Exercise directions
Can you extract the lines of the records below that run from the line containing "Could you please outline every instance of the spotted" through the last line of the records, both ends included, and repeat them unchanged?

(Records from a data source)
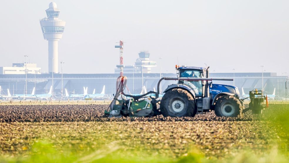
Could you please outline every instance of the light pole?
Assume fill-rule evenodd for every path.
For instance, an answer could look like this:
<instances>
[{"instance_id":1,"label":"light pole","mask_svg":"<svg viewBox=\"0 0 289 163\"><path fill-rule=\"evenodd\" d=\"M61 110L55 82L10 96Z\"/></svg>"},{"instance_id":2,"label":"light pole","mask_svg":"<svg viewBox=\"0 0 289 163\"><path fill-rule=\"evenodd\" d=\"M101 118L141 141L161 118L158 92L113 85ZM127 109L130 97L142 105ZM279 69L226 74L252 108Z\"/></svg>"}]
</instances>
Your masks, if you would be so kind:
<instances>
[{"instance_id":1,"label":"light pole","mask_svg":"<svg viewBox=\"0 0 289 163\"><path fill-rule=\"evenodd\" d=\"M34 93L36 90L36 70L34 70Z\"/></svg>"},{"instance_id":2,"label":"light pole","mask_svg":"<svg viewBox=\"0 0 289 163\"><path fill-rule=\"evenodd\" d=\"M158 59L160 59L160 79L162 78L162 59L163 58L160 57ZM162 83L161 82L160 83L160 92L161 94L162 92Z\"/></svg>"},{"instance_id":3,"label":"light pole","mask_svg":"<svg viewBox=\"0 0 289 163\"><path fill-rule=\"evenodd\" d=\"M134 92L134 66L133 67L133 93Z\"/></svg>"},{"instance_id":4,"label":"light pole","mask_svg":"<svg viewBox=\"0 0 289 163\"><path fill-rule=\"evenodd\" d=\"M141 65L141 84L142 87L141 87L141 92L143 93L143 66Z\"/></svg>"},{"instance_id":5,"label":"light pole","mask_svg":"<svg viewBox=\"0 0 289 163\"><path fill-rule=\"evenodd\" d=\"M264 92L264 83L263 83L263 82L264 81L263 80L264 78L263 78L263 68L264 67L264 66L261 66L261 67L262 67L262 93L263 93Z\"/></svg>"},{"instance_id":6,"label":"light pole","mask_svg":"<svg viewBox=\"0 0 289 163\"><path fill-rule=\"evenodd\" d=\"M233 69L233 72L234 74L234 77L233 79L233 85L235 86L235 69Z\"/></svg>"},{"instance_id":7,"label":"light pole","mask_svg":"<svg viewBox=\"0 0 289 163\"><path fill-rule=\"evenodd\" d=\"M54 88L53 87L53 74L54 73L54 72L53 71L53 62L54 62L54 58L51 58L52 60L52 97L53 97L53 90L54 89Z\"/></svg>"},{"instance_id":8,"label":"light pole","mask_svg":"<svg viewBox=\"0 0 289 163\"><path fill-rule=\"evenodd\" d=\"M25 74L26 76L26 84L25 85L25 87L26 89L25 89L25 92L26 94L27 95L27 57L28 56L27 55L25 55L24 56L25 57Z\"/></svg>"},{"instance_id":9,"label":"light pole","mask_svg":"<svg viewBox=\"0 0 289 163\"><path fill-rule=\"evenodd\" d=\"M64 62L61 61L60 63L61 63L61 97L63 97L63 76L62 73L62 64L64 63Z\"/></svg>"}]
</instances>

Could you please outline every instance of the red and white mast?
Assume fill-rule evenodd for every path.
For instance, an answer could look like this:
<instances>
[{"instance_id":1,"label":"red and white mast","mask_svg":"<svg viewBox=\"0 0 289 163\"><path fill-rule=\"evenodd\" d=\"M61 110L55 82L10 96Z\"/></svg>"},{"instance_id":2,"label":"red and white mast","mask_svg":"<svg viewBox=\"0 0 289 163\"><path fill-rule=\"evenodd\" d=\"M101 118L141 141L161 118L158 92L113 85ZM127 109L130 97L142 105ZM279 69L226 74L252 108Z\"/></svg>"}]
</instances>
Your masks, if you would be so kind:
<instances>
[{"instance_id":1,"label":"red and white mast","mask_svg":"<svg viewBox=\"0 0 289 163\"><path fill-rule=\"evenodd\" d=\"M119 65L116 65L116 67L120 68L119 75L123 76L123 41L119 41L119 45L114 46L116 48L119 48Z\"/></svg>"}]
</instances>

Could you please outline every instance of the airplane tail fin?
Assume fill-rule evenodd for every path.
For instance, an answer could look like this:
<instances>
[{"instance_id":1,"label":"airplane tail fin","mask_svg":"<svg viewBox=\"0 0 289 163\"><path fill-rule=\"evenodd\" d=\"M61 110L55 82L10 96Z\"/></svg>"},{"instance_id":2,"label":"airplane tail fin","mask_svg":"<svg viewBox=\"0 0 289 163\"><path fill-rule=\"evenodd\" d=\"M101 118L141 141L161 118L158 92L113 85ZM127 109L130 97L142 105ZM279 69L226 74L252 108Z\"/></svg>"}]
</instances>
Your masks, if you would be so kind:
<instances>
[{"instance_id":1,"label":"airplane tail fin","mask_svg":"<svg viewBox=\"0 0 289 163\"><path fill-rule=\"evenodd\" d=\"M86 88L84 87L83 87L83 95L86 95L87 94L87 87Z\"/></svg>"},{"instance_id":2,"label":"airplane tail fin","mask_svg":"<svg viewBox=\"0 0 289 163\"><path fill-rule=\"evenodd\" d=\"M141 95L143 94L143 87L141 87L141 93L140 93L140 94L141 94Z\"/></svg>"},{"instance_id":3,"label":"airplane tail fin","mask_svg":"<svg viewBox=\"0 0 289 163\"><path fill-rule=\"evenodd\" d=\"M100 93L101 94L105 94L105 93L104 92L104 90L105 90L105 85L103 85L103 88L102 88L102 91L101 91L101 93Z\"/></svg>"},{"instance_id":4,"label":"airplane tail fin","mask_svg":"<svg viewBox=\"0 0 289 163\"><path fill-rule=\"evenodd\" d=\"M242 95L243 95L245 94L245 93L244 91L244 89L243 89L243 87L242 87Z\"/></svg>"},{"instance_id":5,"label":"airplane tail fin","mask_svg":"<svg viewBox=\"0 0 289 163\"><path fill-rule=\"evenodd\" d=\"M35 87L33 88L33 90L32 91L32 93L31 93L31 95L34 95L35 93Z\"/></svg>"},{"instance_id":6,"label":"airplane tail fin","mask_svg":"<svg viewBox=\"0 0 289 163\"><path fill-rule=\"evenodd\" d=\"M143 86L143 92L145 94L148 93L148 91L146 90L146 86Z\"/></svg>"},{"instance_id":7,"label":"airplane tail fin","mask_svg":"<svg viewBox=\"0 0 289 163\"><path fill-rule=\"evenodd\" d=\"M50 89L49 90L49 92L48 92L48 94L51 95L52 94L52 85L50 86Z\"/></svg>"},{"instance_id":8,"label":"airplane tail fin","mask_svg":"<svg viewBox=\"0 0 289 163\"><path fill-rule=\"evenodd\" d=\"M8 94L8 96L9 97L11 96L11 94L10 94L10 91L9 91L9 89L7 89L7 94Z\"/></svg>"},{"instance_id":9,"label":"airplane tail fin","mask_svg":"<svg viewBox=\"0 0 289 163\"><path fill-rule=\"evenodd\" d=\"M68 94L68 92L67 92L67 90L65 88L65 97L68 97L69 95Z\"/></svg>"}]
</instances>

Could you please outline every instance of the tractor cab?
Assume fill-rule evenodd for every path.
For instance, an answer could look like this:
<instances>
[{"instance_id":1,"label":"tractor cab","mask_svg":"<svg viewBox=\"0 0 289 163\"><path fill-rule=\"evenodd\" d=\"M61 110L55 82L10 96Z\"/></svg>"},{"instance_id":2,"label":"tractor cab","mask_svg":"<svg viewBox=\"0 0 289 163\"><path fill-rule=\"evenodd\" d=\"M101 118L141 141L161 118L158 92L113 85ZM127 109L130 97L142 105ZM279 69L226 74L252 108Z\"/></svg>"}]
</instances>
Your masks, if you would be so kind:
<instances>
[{"instance_id":1,"label":"tractor cab","mask_svg":"<svg viewBox=\"0 0 289 163\"><path fill-rule=\"evenodd\" d=\"M207 70L205 68L196 67L182 66L177 67L179 78L207 78ZM207 82L205 80L188 81L179 80L178 84L185 84L193 90L196 97L204 96L205 86Z\"/></svg>"}]
</instances>

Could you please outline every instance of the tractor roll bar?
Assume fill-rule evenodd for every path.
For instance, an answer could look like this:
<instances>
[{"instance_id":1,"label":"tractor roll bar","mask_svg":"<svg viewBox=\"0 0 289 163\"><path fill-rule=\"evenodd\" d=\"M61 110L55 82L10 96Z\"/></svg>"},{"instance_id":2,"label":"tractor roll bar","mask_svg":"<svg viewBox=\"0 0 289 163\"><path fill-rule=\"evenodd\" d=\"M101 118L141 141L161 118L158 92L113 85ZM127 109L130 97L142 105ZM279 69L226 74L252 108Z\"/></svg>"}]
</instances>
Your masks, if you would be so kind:
<instances>
[{"instance_id":1,"label":"tractor roll bar","mask_svg":"<svg viewBox=\"0 0 289 163\"><path fill-rule=\"evenodd\" d=\"M158 97L158 95L160 94L160 84L161 82L163 80L187 80L188 81L211 81L212 80L226 80L228 81L232 81L232 79L224 79L222 78L168 78L164 77L160 79L158 83L158 92L156 95L156 98Z\"/></svg>"}]
</instances>

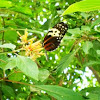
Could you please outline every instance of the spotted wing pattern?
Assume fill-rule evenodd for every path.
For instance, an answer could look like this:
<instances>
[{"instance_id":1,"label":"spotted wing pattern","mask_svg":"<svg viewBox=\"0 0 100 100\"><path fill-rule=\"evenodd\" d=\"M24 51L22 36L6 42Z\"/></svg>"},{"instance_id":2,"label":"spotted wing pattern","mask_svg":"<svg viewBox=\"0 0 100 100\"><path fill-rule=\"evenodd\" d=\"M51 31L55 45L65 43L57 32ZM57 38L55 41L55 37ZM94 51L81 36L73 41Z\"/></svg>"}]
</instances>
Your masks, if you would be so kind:
<instances>
[{"instance_id":1,"label":"spotted wing pattern","mask_svg":"<svg viewBox=\"0 0 100 100\"><path fill-rule=\"evenodd\" d=\"M59 46L67 30L68 26L63 22L56 24L52 29L50 29L43 40L43 46L45 50L55 50Z\"/></svg>"}]
</instances>

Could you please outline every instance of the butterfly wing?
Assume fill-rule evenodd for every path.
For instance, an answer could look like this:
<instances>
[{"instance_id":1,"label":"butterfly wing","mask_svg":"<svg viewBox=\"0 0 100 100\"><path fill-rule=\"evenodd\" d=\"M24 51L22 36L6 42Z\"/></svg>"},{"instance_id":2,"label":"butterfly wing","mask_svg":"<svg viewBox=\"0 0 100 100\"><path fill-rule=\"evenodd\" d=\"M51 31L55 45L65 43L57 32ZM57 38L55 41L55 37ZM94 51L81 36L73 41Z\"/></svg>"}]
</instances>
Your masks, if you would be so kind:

Solution for this problem
Could you please outline every instance of the spotted wing pattern?
Assume fill-rule evenodd for every path.
For instance, an answer could look like this:
<instances>
[{"instance_id":1,"label":"spotted wing pattern","mask_svg":"<svg viewBox=\"0 0 100 100\"><path fill-rule=\"evenodd\" d=\"M24 51L22 36L6 42Z\"/></svg>"},{"instance_id":2,"label":"spotted wing pattern","mask_svg":"<svg viewBox=\"0 0 100 100\"><path fill-rule=\"evenodd\" d=\"M51 31L55 45L65 43L57 32ZM57 38L55 41L55 37ZM94 51L81 36L73 41Z\"/></svg>"}]
</instances>
Your masks, if you would be so kind:
<instances>
[{"instance_id":1,"label":"spotted wing pattern","mask_svg":"<svg viewBox=\"0 0 100 100\"><path fill-rule=\"evenodd\" d=\"M59 46L67 30L68 26L63 22L56 24L52 29L50 29L43 40L43 46L45 50L55 50Z\"/></svg>"}]
</instances>

Could you please outline every instance of the butterfly wing?
Assume fill-rule evenodd for every path.
For instance, an answer could look like this:
<instances>
[{"instance_id":1,"label":"butterfly wing","mask_svg":"<svg viewBox=\"0 0 100 100\"><path fill-rule=\"evenodd\" d=\"M24 51L22 36L6 42Z\"/></svg>"},{"instance_id":2,"label":"butterfly wing","mask_svg":"<svg viewBox=\"0 0 100 100\"><path fill-rule=\"evenodd\" d=\"M51 31L55 45L65 43L57 32ZM57 38L55 41L55 37ZM94 51L81 36L73 41Z\"/></svg>"}]
</instances>
Your masks, if you would be so kind:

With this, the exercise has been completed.